*WHAT THIS TASK INVOLVES*: Copy out the listing below with every line unchanged, but leave out the pictures.

*DATASET EXCERPTS*:
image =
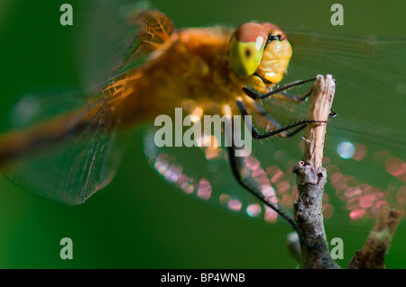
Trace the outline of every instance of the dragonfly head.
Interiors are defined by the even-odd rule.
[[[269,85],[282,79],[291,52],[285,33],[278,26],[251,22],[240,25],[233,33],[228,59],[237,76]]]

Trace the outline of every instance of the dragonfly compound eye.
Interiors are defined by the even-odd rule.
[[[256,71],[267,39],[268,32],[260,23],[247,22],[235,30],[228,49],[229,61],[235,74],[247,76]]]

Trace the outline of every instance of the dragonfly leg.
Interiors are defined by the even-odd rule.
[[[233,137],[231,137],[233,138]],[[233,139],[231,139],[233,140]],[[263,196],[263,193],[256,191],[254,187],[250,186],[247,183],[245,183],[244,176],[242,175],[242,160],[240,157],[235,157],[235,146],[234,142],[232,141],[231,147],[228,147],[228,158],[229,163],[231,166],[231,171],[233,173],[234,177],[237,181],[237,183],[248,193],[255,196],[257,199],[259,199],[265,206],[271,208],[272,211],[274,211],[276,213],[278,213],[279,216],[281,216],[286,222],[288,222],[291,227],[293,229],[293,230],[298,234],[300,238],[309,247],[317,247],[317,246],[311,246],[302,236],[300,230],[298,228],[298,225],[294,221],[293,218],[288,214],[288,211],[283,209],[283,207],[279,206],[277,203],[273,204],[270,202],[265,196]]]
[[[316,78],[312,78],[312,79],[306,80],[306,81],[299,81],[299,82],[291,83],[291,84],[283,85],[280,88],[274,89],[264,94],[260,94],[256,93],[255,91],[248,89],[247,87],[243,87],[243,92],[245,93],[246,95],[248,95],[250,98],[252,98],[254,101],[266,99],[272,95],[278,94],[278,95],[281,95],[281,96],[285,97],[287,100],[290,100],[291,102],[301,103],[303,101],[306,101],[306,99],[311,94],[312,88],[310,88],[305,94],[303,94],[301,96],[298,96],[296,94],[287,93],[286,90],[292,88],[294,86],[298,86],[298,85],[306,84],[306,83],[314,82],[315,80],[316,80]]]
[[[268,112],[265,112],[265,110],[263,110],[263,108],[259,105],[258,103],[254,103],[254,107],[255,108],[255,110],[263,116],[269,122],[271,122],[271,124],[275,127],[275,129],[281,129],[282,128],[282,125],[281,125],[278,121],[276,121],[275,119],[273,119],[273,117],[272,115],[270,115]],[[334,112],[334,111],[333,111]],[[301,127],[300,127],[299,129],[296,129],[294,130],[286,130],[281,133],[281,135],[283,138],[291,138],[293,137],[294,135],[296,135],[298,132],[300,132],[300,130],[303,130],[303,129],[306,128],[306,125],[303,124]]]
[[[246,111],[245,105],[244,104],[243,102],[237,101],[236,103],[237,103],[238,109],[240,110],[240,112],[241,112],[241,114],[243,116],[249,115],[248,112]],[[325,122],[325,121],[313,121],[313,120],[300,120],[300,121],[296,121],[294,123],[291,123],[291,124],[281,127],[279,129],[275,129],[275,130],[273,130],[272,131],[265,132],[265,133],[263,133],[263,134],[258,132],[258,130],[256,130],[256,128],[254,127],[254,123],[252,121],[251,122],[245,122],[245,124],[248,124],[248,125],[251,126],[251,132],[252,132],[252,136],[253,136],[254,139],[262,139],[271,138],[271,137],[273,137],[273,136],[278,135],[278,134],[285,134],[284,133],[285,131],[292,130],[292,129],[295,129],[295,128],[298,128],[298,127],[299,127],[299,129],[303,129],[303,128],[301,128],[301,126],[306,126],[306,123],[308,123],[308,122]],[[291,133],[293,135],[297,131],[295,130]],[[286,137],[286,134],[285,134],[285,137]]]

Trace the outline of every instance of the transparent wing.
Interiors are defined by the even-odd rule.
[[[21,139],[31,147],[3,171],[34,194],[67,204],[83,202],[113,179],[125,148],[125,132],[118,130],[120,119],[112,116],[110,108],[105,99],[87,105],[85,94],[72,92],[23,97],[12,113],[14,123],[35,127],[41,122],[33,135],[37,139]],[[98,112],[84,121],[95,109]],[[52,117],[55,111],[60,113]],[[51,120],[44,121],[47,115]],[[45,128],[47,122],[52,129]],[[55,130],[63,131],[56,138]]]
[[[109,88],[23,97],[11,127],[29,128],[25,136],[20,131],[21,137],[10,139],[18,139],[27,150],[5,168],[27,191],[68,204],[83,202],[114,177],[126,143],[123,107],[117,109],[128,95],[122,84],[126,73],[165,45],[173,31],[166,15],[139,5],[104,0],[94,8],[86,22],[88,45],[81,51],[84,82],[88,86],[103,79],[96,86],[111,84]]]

*OUTPUT FOR THIS EXERCISE*:
image =
Trace the outline of every instance of the dragonfly head.
Interiors are defined by the even-odd rule.
[[[269,85],[282,79],[291,52],[285,33],[278,26],[251,22],[240,25],[233,33],[228,59],[237,76]]]

Trace the outline of every instance of the dragonfly compound eye.
Interiors are defined by the even-odd rule.
[[[256,71],[267,39],[268,32],[260,23],[247,22],[235,30],[228,49],[229,61],[235,74],[247,76]]]

Trace the outline of every instance of the dragonfly leg.
Interiors are defined by the even-odd rule.
[[[233,137],[231,137],[233,138]],[[233,139],[231,139],[233,140]],[[263,196],[263,193],[256,191],[254,187],[250,186],[247,183],[245,183],[244,176],[242,175],[242,160],[240,157],[235,157],[235,146],[234,142],[232,141],[231,147],[228,147],[228,158],[229,163],[231,166],[231,171],[233,173],[234,177],[237,181],[237,183],[248,193],[255,196],[257,199],[259,199],[265,206],[271,208],[272,211],[274,211],[276,213],[278,213],[279,216],[281,216],[286,222],[288,222],[291,227],[293,229],[293,230],[298,234],[300,238],[309,247],[317,247],[317,246],[311,246],[302,236],[300,230],[298,228],[298,225],[294,221],[293,218],[288,214],[288,211],[283,209],[283,207],[279,206],[277,203],[273,204],[270,202],[265,196]]]
[[[316,78],[312,78],[312,79],[306,80],[306,81],[299,81],[299,82],[291,83],[291,84],[283,85],[280,88],[274,89],[264,94],[260,94],[256,93],[255,91],[248,89],[247,87],[243,87],[243,92],[245,93],[246,95],[248,95],[250,98],[252,98],[254,101],[266,99],[272,95],[278,94],[278,95],[281,95],[281,96],[285,97],[287,100],[290,100],[291,102],[301,103],[303,101],[306,101],[306,99],[311,94],[312,88],[310,88],[305,94],[303,94],[301,96],[298,96],[296,94],[287,93],[286,90],[292,88],[294,86],[298,86],[298,85],[306,84],[306,83],[314,82],[315,80],[316,80]]]
[[[268,112],[265,112],[265,110],[263,110],[263,108],[259,105],[258,103],[254,103],[254,107],[255,108],[255,110],[263,116],[269,122],[271,122],[271,124],[275,127],[275,129],[281,129],[282,128],[282,125],[281,125],[278,121],[276,121],[275,119],[273,119],[273,117],[272,115],[270,115]],[[334,112],[334,111],[333,111]],[[301,127],[300,127],[299,129],[296,129],[294,130],[286,130],[281,133],[281,135],[283,138],[291,138],[293,137],[294,135],[296,135],[298,132],[300,132],[300,130],[303,130],[303,129],[306,128],[306,125],[303,124]]]
[[[246,111],[245,105],[244,104],[243,102],[237,101],[236,103],[237,103],[238,109],[240,110],[240,112],[241,112],[241,114],[243,116],[249,115],[248,112]],[[325,122],[325,121],[313,121],[313,120],[300,120],[300,121],[296,121],[294,123],[291,123],[291,124],[281,127],[279,129],[275,129],[275,130],[273,130],[272,131],[265,132],[265,133],[263,133],[263,134],[258,132],[258,130],[256,130],[256,128],[254,127],[254,123],[252,121],[251,122],[245,122],[245,124],[248,124],[248,125],[251,126],[251,132],[252,132],[252,136],[253,136],[254,139],[262,139],[271,138],[271,137],[273,137],[273,136],[278,135],[278,134],[285,134],[284,133],[285,131],[292,130],[292,129],[295,129],[295,128],[298,128],[298,127],[299,127],[299,129],[303,129],[303,128],[301,128],[301,126],[306,126],[306,123],[308,123],[308,122]],[[291,133],[293,135],[297,131],[295,130]],[[286,137],[286,134],[285,134],[285,137]]]

Trace the outline of every instance of the transparent wing.
Interiors are defined by the even-odd rule.
[[[21,139],[31,147],[3,171],[34,194],[67,204],[83,202],[113,179],[125,148],[125,132],[118,130],[120,119],[112,116],[110,108],[105,99],[87,105],[85,94],[72,92],[23,97],[12,113],[14,123],[35,127],[41,122],[33,135],[37,139]],[[98,112],[84,121],[95,109]],[[52,117],[55,111],[60,113]],[[51,120],[44,121],[47,115]],[[45,128],[47,122],[52,129]],[[55,130],[63,131],[56,138]]]
[[[109,88],[23,97],[11,127],[29,128],[25,136],[20,131],[21,137],[10,139],[18,139],[27,150],[5,168],[27,191],[68,204],[83,202],[114,177],[126,143],[123,107],[117,109],[128,95],[122,84],[126,73],[165,45],[173,31],[166,15],[139,5],[104,0],[94,8],[86,22],[88,45],[81,51],[84,82],[88,86],[103,79],[96,86],[111,84]]]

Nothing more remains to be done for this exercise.